- Les grandes entreprises représentent une bonne partie du montant du crédit interentreprises privé (390 Mds de DH) qui poursuit sa tendance haussière depuis plusieurs années maintenant.
- L’allongement des délais de paiement fournisseur des grandes entreprises est particulièrement néfaste pour les PME.
Par M. Diao
L’a l l o n g e m e n t continu des délais paiement constitue l’un des plus grands périls qui guette l’activité économique. D’ailleurs, le lancement de l’Observatoire des délais de paiement (ODP) en juillet dernier, lors d’une rencontre organisée par le ministère de l’Économie et des Finances et la Confédération générale des entreprises du Maroc (CGEM), traduit la ferme volonté des secteurs privé et public à endiguer le fléau de l’allongement des délais de paiement.
Si l’Etat et les entités publiques doivent déployer des efforts pour payer leurs fournisseurs à temps, il en est de même pour le secteur privé, qui fait pâle figure en termes de délai de paiement.
D’ailleurs, l’assertion de Salaheddine Kadmiri, vice-président général de la CGEM, lors de la rencontre de juillet dernier, faisant allusion à l’ampleur du travail du secteur privé, est sans appel. «Nous devons balayer devant notre porte», suggérait-il.

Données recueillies
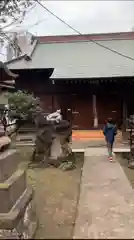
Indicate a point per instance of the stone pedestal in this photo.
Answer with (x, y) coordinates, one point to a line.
(17, 213)
(56, 148)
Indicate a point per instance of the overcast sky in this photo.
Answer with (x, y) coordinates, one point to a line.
(86, 16)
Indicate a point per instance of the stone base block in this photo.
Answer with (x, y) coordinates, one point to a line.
(5, 141)
(11, 190)
(21, 221)
(9, 161)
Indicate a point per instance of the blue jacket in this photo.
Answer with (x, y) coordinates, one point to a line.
(109, 132)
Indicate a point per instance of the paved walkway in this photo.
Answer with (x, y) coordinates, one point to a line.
(106, 205)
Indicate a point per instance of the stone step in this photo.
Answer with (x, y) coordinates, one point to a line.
(11, 190)
(20, 221)
(9, 161)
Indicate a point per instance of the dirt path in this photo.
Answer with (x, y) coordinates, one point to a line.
(56, 198)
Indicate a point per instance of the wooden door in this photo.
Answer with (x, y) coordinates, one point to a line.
(82, 112)
(108, 106)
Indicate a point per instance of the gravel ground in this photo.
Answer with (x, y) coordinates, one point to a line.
(56, 197)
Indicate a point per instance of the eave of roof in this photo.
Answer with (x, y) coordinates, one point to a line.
(82, 58)
(84, 37)
(5, 73)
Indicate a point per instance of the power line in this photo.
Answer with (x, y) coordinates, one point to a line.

Exercices à réaliser
**1.** Recopiez, s’il vous plaît, le passage du texte sur les délais de paiement qui s’ouvre sur les mots contenant « Si l’Etat et » et se termine par « délai de paiement. ».
**2.** Poursuivez le texte sur les délais de paiement à partir de l’endroit où il s’arrête.
Les enregistrements n’ont aucun rôle dans ce travail.

Exercices corrigés
**1.**
Si l’Etat et les entités publiques doivent déployer des efforts pour payer leurs fournisseurs à temps, il en est de même pour le secteur privé, qui fait pâle figure en termes de délai de paiement.

**2.**
Il faut dire que les chiffres des délais de paiement entre entreprises du secteur privé suscitent une grande inquiétude. En effet, la TPE affiche un délai de paiement client moyen de 9,9 mois et un délai de paiement fournisseur de 6,6 mois. Pour les deux délais mentionnés, les PME enregistrent respectivement 5,1 mois et 3,5 mois.
Pour les grandes entreprises, on constate une inversion de ces deux délais : les grandes entreprises paient leurs fournisseurs à 4,3 mois et se font payer par leurs clients à 3,4 mois. Une situation «complètement anormale», selon Kadmiri.
Quand la grande entreprise tue la TPME
Amine Diouri, directeur études & communication d’Inforisk, et Ahmed Elazraq, patron de la société Gtel, spécialisée dans les télécoms, ne manquent pas de pointer la responsabilité des grandes entreprises (Voir leurs témoignages).
«L’allongement des délais de paiement fournisseur des grandes entreprises, notamment celles en difficulté et mal structurées, tue les petites entreprises qui ont très souvent des difficultés de trésorerie au Maroc. En tant que petite entreprise, nous éprouvons des difficultés à nous faire payer à temps par certaines grandes entreprises», s’offusque le patron de GTEL, qui reste convaincu que les TPE et les PME financent les grandes entreprises par le biais du crédit interentreprises privé. Ce dernier prend de grandes proportions. Près de 390 Mds de DH d’après les données d’Inforisk.
Pour limiter la casse et mettre un terme à l’hémorragie de l’allongement des délais de paiement entre entreprises privées, plusieurs pistes doivent être explorées au Maroc. En cela, il faudrait d’abord commencer à appliquer la loi 45-15 modifiant et complétant la loi n° 15-95 formant Code de commerce et édictant des dispositions particulières relatives aux délais de paiement.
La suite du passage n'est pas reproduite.